**** Reading passage ****

The Steel Helmet (1951)
Directed by Samuel Fuller
Lippert Pictures
This movie is a good example of why placing films in their proper context is so important. When I first watched Samuel Fuller’s The Steel Helmet (I rented it on VHS many, many years ago) I couldn’t get past the cheapness of the production or the amateurish acting by some of the cast. The exteriors are clearly filmed in California and the interiors are a combination of cheap sets and obvious soundstages. I don’t even think I finished watching it.
Flash forward to right now. For the last several years I’ve immersed myself in the films of the 1940s, and now that I have a really good sense of how war movies told their stories during and right after World War II, I can confidently say that The Steel Helmet is a groundbreaking film. Not only was it the first film made about the Korean War, but its depiction of the toll of combat is raw and uncompromising.
It also features an incredible lead performance by Gene Evans as Sgt. Zack. Evans was an actor who’d appeared in bit parts in a bunch of B-movies prior to this, but had never had a lead role before. (He get an “introducing” line in the credits.) Incidentally, one of those B-movies was Armored Car Robbery (1950), which also featured Steve Brodie, who plays the idealistic and naive Lt. Driscoll in The Steel Helmet.

****

* Required actions:
a) Copy the part of the review of The Steel Helmet from "Directed by Samuel" up to and including "finished watching it.".
b) According to the review of The Steel Helmet, which actor plays Lt. Driscoll?
c) Continue the review of The Steel Helmet, starting after its last sentence.
The items that come next were gathered from a different source than the review.

**** Material shown ****

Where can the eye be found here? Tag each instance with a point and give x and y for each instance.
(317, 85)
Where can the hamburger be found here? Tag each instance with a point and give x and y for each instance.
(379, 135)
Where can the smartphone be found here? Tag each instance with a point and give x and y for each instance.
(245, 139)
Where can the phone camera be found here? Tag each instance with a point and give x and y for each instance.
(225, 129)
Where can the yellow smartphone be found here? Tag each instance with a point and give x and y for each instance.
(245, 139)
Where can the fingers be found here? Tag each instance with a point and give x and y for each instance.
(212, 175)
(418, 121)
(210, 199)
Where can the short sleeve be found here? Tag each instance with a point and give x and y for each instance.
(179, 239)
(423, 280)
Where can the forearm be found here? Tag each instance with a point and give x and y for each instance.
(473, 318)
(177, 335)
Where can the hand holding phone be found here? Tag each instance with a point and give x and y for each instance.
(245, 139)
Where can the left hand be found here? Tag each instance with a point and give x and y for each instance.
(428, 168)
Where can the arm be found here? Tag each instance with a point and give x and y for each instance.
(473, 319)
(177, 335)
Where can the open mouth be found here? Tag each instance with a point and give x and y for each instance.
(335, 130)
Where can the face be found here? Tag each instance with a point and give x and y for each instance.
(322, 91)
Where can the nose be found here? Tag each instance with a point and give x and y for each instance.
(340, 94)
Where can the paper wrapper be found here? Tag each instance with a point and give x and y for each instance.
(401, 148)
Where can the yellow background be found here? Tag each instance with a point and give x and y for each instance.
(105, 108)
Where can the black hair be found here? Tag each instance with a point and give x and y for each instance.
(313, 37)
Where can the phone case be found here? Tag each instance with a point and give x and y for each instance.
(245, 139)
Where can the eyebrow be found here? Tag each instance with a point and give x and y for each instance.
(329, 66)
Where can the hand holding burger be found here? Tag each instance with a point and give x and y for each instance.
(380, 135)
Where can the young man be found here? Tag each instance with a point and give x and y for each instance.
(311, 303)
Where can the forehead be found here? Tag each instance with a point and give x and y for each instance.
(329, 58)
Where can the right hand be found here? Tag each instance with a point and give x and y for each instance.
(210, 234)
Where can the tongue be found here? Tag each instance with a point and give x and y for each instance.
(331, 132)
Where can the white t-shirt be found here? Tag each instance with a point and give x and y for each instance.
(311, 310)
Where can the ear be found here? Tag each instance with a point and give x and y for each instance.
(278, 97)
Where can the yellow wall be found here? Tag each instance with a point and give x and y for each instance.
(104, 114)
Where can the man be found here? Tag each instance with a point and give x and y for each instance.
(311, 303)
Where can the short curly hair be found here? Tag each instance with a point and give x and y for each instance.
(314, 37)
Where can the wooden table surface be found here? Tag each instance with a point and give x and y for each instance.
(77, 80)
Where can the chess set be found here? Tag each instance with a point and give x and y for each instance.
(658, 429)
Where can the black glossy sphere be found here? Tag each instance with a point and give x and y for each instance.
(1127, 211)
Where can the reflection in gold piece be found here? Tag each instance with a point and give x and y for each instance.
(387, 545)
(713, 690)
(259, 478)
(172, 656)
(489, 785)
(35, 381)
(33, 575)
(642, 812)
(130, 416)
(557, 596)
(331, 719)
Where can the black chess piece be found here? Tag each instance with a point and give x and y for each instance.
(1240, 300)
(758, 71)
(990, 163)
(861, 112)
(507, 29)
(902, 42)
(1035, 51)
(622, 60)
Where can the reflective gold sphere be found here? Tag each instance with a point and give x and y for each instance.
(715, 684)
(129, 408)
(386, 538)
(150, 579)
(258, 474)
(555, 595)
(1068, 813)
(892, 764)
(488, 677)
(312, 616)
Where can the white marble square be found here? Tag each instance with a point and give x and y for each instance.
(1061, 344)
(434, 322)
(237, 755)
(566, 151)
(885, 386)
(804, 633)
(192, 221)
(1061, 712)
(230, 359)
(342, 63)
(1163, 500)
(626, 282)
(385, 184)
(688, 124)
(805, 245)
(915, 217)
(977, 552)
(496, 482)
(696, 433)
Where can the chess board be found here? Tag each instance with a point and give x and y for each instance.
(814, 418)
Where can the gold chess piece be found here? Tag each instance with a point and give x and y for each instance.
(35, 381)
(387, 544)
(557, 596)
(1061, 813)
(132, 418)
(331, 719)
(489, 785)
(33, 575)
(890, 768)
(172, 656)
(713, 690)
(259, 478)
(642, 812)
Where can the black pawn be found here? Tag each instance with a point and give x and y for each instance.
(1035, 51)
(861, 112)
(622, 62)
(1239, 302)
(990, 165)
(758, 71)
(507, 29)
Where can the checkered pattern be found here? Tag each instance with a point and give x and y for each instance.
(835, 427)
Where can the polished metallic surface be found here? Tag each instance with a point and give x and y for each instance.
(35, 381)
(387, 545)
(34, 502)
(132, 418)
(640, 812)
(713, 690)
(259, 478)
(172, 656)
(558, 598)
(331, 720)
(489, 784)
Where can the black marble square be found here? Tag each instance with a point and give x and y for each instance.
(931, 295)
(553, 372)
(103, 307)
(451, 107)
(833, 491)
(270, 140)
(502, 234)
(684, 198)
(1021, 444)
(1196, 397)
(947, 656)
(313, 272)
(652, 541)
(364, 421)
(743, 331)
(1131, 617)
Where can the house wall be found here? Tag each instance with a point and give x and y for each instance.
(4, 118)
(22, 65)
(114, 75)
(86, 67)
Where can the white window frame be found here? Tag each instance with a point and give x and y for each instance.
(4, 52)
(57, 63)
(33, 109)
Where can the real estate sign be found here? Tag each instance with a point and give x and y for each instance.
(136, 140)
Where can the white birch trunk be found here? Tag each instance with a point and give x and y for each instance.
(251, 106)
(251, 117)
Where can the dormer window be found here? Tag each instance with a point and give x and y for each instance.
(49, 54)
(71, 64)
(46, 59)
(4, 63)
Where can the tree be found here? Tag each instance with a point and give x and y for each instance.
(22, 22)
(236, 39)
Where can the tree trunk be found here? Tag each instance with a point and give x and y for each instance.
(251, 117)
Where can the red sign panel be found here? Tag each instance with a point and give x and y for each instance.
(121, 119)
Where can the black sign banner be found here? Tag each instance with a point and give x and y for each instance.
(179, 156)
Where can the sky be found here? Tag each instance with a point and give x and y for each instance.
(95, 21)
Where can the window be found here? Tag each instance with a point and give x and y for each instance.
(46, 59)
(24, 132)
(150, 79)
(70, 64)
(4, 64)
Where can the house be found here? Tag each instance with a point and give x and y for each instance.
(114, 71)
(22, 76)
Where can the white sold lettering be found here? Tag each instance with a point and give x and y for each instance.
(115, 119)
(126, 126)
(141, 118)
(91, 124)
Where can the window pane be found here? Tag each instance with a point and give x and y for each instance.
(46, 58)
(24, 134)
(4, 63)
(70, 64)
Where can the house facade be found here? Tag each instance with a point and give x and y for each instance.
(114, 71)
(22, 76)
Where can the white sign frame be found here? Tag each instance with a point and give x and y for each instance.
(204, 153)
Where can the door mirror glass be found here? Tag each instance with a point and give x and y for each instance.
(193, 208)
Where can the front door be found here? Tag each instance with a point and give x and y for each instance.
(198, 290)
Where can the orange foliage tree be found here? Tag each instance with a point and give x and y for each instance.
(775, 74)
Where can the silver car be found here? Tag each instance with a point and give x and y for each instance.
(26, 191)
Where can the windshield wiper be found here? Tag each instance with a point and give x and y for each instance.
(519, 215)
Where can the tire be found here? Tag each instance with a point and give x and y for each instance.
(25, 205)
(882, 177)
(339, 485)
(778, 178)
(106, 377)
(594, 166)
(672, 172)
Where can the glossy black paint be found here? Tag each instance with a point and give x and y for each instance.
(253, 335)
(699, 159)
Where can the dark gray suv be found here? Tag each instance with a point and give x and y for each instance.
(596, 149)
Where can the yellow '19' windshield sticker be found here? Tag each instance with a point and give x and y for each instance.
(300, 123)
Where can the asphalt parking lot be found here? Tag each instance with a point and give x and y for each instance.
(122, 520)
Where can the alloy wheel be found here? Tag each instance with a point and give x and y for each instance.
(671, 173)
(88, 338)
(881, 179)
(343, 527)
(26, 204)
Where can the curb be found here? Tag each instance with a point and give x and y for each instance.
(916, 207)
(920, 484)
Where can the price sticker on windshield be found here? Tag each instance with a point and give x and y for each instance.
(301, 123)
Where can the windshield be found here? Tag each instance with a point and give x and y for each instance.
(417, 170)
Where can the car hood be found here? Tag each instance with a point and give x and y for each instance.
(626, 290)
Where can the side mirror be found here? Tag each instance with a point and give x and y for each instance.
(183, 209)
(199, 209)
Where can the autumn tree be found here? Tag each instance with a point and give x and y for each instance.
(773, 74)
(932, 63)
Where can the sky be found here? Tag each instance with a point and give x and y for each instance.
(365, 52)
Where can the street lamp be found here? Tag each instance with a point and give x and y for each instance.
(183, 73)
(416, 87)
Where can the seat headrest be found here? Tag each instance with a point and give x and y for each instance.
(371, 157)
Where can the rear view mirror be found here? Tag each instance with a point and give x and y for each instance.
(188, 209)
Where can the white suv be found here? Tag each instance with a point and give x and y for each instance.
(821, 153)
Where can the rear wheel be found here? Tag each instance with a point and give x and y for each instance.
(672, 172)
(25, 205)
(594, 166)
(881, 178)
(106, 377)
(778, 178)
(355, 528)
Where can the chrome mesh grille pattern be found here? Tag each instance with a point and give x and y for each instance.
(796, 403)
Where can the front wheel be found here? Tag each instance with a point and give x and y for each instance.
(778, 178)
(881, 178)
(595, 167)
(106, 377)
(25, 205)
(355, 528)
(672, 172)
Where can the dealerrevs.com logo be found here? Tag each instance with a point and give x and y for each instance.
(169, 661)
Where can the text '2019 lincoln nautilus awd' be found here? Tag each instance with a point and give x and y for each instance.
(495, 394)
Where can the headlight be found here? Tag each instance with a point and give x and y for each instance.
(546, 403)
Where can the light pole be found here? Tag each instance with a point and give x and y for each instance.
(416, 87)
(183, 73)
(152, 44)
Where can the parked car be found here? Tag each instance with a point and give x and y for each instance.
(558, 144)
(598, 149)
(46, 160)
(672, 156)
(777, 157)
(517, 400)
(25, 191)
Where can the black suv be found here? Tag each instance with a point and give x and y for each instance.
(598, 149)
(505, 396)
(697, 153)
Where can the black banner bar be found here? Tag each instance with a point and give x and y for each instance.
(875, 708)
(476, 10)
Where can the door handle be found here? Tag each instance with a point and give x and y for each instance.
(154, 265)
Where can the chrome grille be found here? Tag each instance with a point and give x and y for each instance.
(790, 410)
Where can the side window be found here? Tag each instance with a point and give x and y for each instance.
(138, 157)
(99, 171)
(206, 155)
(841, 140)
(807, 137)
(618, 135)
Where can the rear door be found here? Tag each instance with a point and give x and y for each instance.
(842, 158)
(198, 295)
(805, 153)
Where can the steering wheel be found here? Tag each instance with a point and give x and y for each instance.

****

* Solved problems:
a)
Directed by Samuel Fuller
Lippert Pictures
This movie is a good example of why placing films in their proper context is so important. When I first watched Samuel Fuller’s The Steel Helmet (I rented it on VHS many, many years ago) I couldn’t get past the cheapness of the production or the amateurish acting by some of the cast. The exteriors are clearly filmed in California and the interiors are a combination of cheap sets and obvious soundstages. I don’t even think I finished watching it.

b) Steve Brodie

c)
In The Steel Helmet, Fuller casually tackles huge issues like the internment of Japanese-Americans during World War II and racial segregation back home, all with his uniquely blunt sensibility. He throws in oddball characters like a soldier with alopecia who can’t stop applying hair tonic to his bald head, depicts the enormous statue at the heart of a Buddhist temple with a reverence that borders on frightening, and portrays combat as an unending series of horrible events that will continue long after the movie’s runtime is over.
At his heart, Samuel Fuller was always a pulp novelist. His writing was often hackneyed and he assembled his films from crude materials. At first glance, his movies look no different from countless other low-budget productions. But once you really start to investigate the man’s work, you see that his films overflowed with ideas that most other filmmakers wouldn’t dare touch, and whatever their shortcomings, they have an impact that most Hollywood big-budget productions never will.
The Steel Helmet made almost 20 times its original budget at the box office, and opened doors in Hollywood for Fuller. His next film was another movie about the Korean War, Fixed Bayonets! (1951), made for 20th Century-Fox.